Thursday, April 27, 2006

Good night, Irene

In this week’s Personal History section of The New Yorker, Daniel Raeburn writes of his daughter who was born four days after she died. More than eight months into their pregnancy, Raeburn and his wife Rebekah learn that their baby girl—already named Irene by Raeburn (“Her name came to me in the night as I was falling asleep, her hands and her feet drumming against Rebekah’s belly and my palms. Good night, Irene, I thought, I’ll see you in my dreams. I didn’t know anything about this song other than the chorus, which haunted me just as a song is intended to”) has inexplicably died in her mother’s womb. Opting to remove Irene through childbirth, the couple endures hours of anguish, knowing that theirs will be a silent baby, still and lifeless. Their grief is insurmountable and radiates from the page.

In the hospital room, Raeburn recalls being told that, “William Carlos Wiliams was sitting by the bed of one of his patients when she died. He turned to look out the window and saw a red wheelbarrow glazed with rainwater beside white chickens.” Following this legend, “The Red Wheelbarrow” becomes infused with sadness, and can be seen as an attempt to mitigate grief by finding solace in quotidian details (I’ve included “The Red Wheelbarrow” at the end of this post for those of you who are not familiar with the works of WCW). So much does, indeed, depend on it. Yet the grief is too great for Raeburn and his ordinary is encroached upon by the surreal: “I saw a salt-stained sidewalk under the funnel of a street lamp, a beige plastic armrest beside a blue blanket, my left foot in a black boot slipping in my wife’s red blood.” But, clearly, I’m straying from my point. This is a much longer discussion that we can have at a later time.

☆ ☆ ☆ ☆ ☆ ☆ ☆

> **PROBLEMS AND TASKS**
(A) Can you repeat the blog post from "Thursday, April 27, 2006" up to and including "from the page.", switching "Rebekah" to "Rachel"?
(B) How would you put this sentence from the blog post into Spanish: "Their grief is insurmountable and radiates from the page."

> **INFORMATION SHOWN**
☆ ☆ ☆ ☆ ☆ ☆ ☆

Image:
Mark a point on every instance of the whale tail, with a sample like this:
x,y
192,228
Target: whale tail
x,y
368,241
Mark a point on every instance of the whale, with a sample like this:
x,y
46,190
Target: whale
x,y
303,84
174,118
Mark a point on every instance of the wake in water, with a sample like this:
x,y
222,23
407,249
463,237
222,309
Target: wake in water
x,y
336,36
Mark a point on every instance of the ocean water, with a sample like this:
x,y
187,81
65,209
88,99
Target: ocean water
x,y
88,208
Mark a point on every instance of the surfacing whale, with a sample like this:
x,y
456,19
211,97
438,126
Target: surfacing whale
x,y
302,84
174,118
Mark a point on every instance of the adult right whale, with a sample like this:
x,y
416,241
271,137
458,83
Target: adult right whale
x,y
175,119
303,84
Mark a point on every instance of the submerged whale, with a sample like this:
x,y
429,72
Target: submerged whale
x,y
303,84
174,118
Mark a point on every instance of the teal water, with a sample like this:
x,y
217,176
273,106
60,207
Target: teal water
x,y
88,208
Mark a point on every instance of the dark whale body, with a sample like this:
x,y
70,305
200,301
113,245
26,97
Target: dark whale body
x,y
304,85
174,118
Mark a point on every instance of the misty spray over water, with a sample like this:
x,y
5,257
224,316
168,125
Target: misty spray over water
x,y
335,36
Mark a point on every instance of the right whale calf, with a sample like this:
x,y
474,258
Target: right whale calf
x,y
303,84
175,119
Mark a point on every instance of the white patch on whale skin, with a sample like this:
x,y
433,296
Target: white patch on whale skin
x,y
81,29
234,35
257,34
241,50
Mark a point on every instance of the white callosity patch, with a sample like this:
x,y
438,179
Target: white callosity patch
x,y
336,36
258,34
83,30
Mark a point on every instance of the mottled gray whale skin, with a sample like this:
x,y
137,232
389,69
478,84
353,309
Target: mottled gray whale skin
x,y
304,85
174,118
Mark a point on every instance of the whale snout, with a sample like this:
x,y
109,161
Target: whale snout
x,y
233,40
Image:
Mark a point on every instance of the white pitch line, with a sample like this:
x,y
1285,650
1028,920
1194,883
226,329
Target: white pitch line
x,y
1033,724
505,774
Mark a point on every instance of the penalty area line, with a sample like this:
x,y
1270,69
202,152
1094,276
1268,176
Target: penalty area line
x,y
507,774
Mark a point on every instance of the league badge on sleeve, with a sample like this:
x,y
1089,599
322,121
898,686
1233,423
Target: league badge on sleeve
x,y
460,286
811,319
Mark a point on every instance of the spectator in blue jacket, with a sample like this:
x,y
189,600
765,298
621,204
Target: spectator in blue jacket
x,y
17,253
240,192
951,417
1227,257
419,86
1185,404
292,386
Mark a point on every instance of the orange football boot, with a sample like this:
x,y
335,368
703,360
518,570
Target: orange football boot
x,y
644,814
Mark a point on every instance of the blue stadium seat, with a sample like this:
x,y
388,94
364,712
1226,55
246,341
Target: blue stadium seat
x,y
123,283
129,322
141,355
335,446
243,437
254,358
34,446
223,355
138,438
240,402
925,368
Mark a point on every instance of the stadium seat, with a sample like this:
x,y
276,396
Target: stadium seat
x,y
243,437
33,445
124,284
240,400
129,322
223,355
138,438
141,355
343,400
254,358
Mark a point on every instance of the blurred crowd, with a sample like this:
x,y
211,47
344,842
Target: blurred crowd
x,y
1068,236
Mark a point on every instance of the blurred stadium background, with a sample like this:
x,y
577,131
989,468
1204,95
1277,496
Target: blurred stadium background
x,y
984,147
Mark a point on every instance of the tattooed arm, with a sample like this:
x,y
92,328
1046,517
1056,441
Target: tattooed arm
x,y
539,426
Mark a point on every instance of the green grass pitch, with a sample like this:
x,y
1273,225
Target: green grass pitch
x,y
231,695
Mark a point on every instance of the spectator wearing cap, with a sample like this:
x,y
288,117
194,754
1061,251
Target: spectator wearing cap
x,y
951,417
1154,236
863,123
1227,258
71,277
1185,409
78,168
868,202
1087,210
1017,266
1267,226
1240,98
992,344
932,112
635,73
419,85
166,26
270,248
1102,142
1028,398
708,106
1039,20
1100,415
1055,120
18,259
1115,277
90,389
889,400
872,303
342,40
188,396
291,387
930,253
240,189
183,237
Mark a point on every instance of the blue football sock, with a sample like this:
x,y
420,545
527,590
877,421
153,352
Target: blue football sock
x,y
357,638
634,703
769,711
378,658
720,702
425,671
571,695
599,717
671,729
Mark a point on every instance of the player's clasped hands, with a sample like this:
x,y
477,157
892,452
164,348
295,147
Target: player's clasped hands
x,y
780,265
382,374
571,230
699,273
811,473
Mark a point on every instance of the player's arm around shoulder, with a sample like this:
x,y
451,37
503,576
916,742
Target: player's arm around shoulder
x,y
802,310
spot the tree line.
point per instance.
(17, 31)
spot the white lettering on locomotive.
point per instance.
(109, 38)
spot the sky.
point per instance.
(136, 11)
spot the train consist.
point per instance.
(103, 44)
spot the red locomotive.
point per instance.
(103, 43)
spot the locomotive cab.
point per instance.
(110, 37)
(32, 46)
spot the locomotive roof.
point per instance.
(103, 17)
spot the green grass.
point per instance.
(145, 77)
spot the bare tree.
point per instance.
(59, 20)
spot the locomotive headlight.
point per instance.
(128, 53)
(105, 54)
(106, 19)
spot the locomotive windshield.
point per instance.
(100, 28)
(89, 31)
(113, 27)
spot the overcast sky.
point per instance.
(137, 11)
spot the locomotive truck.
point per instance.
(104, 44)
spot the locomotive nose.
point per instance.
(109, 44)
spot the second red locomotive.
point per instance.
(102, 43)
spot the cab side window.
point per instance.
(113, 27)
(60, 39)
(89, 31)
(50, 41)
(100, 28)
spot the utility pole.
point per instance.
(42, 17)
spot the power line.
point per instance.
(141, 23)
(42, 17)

☆ ☆ ☆ ☆ ☆ ☆ ☆

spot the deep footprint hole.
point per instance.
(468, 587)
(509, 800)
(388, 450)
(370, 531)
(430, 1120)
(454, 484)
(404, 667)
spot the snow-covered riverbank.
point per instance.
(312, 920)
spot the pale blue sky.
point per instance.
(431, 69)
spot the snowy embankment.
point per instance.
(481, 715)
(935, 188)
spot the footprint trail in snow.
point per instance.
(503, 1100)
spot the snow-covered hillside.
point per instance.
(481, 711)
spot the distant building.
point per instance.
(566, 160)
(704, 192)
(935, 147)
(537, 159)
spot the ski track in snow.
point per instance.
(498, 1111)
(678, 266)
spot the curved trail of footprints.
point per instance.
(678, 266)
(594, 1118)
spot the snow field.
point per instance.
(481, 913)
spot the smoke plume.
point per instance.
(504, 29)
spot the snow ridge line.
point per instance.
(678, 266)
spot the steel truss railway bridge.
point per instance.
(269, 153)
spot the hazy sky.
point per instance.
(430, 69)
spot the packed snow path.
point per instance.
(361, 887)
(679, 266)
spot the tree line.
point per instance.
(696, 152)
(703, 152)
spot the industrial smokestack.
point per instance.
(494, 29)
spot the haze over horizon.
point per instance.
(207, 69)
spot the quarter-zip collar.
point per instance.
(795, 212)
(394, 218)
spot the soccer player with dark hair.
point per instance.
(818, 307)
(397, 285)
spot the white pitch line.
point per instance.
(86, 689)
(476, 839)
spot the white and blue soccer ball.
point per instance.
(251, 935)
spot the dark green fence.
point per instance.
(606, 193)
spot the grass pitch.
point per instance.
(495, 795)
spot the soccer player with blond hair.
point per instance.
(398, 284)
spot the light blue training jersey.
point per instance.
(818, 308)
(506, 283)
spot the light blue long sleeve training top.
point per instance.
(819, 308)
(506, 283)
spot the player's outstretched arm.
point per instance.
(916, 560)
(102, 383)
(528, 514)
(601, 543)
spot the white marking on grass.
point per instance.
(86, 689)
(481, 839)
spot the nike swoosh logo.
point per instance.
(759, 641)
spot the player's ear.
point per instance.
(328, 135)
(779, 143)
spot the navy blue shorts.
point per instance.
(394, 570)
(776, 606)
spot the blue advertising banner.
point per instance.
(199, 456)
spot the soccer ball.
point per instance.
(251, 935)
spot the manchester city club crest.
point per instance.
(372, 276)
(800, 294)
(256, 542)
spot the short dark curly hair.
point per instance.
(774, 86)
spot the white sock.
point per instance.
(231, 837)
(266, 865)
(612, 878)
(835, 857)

☆ ☆ ☆ ☆ ☆ ☆ ☆

> **RESULTS FOR EACH TASK**
(A)
Thursday, April 27, 2006

Good night, Irene

In this week’s Personal History section of The New Yorker, Daniel Raeburn writes of his daughter who was born four days after she died. More than eight months into their pregnancy, Raeburn and his wife Rachel learn that their baby girl—already named Irene by Raeburn (“Her name came to me in the night as I was falling asleep, her hands and her feet drumming against Rachel’s belly and my palms. Good night, Irene, I thought, I’ll see you in my dreams. I didn’t know anything about this song other than the chorus, which haunted me just as a song is intended to”) has inexplicably died in her mother’s womb. Opting to remove Irene through childbirth, the couple endures hours of anguish, knowing that theirs will be a silent baby, still and lifeless. Their grief is insurmountable and radiates from the page.

(B) Su dolor es insuperable y emana de la página.